### MATERIAL TO PROCESS
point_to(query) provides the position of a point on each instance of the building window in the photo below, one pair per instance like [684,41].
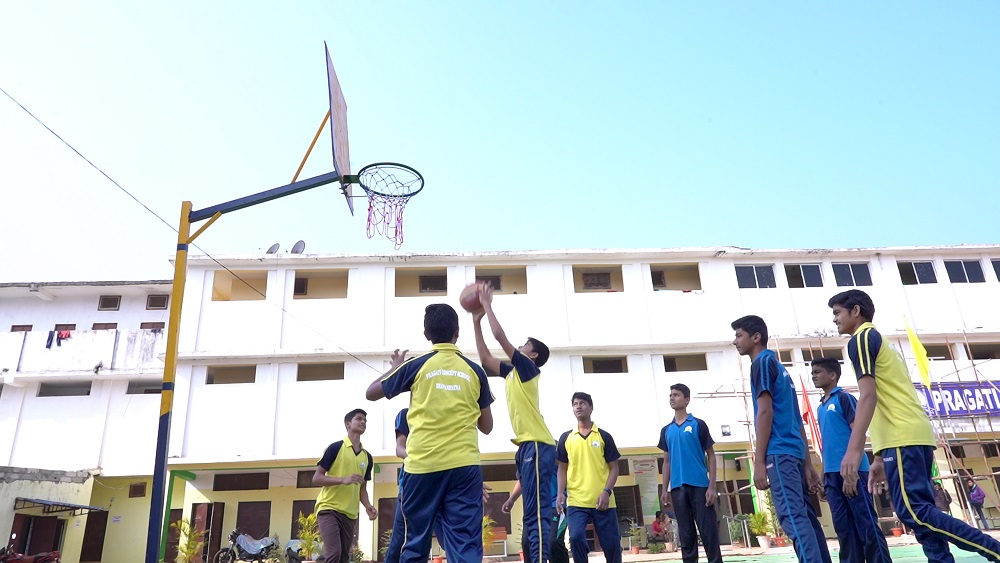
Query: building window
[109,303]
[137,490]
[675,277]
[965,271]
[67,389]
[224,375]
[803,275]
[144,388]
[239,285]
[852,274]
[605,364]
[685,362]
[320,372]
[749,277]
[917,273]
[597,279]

* * *

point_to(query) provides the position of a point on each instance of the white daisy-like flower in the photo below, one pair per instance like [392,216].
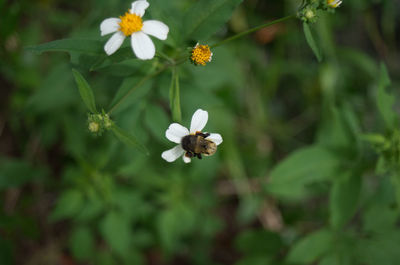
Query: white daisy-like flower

---

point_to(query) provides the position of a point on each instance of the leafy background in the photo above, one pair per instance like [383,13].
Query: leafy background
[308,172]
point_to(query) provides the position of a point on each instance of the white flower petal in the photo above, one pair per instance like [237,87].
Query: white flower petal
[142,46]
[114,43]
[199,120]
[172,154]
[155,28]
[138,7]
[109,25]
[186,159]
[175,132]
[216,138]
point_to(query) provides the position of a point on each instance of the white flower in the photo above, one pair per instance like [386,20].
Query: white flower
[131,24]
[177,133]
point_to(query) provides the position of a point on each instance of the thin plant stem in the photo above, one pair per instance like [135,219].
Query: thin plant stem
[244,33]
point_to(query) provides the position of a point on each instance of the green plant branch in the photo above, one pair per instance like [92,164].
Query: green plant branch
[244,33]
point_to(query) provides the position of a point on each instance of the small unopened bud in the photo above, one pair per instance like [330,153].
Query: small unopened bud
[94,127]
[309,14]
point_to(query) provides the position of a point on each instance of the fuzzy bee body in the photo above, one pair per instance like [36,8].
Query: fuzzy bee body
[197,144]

### EXERCISE AIM
Print nothing except the lines above from the one containing "instance like [392,216]." down to the one containing "Query: white daisy-like flower", both included, exactly as written and free of pictures.

### ANSWER TO THE EXERCISE
point_to(query) provides the position of a point on each instance of the white daisy-like flower in the photo below, one pair per instance like [392,216].
Query: white daisy-like flower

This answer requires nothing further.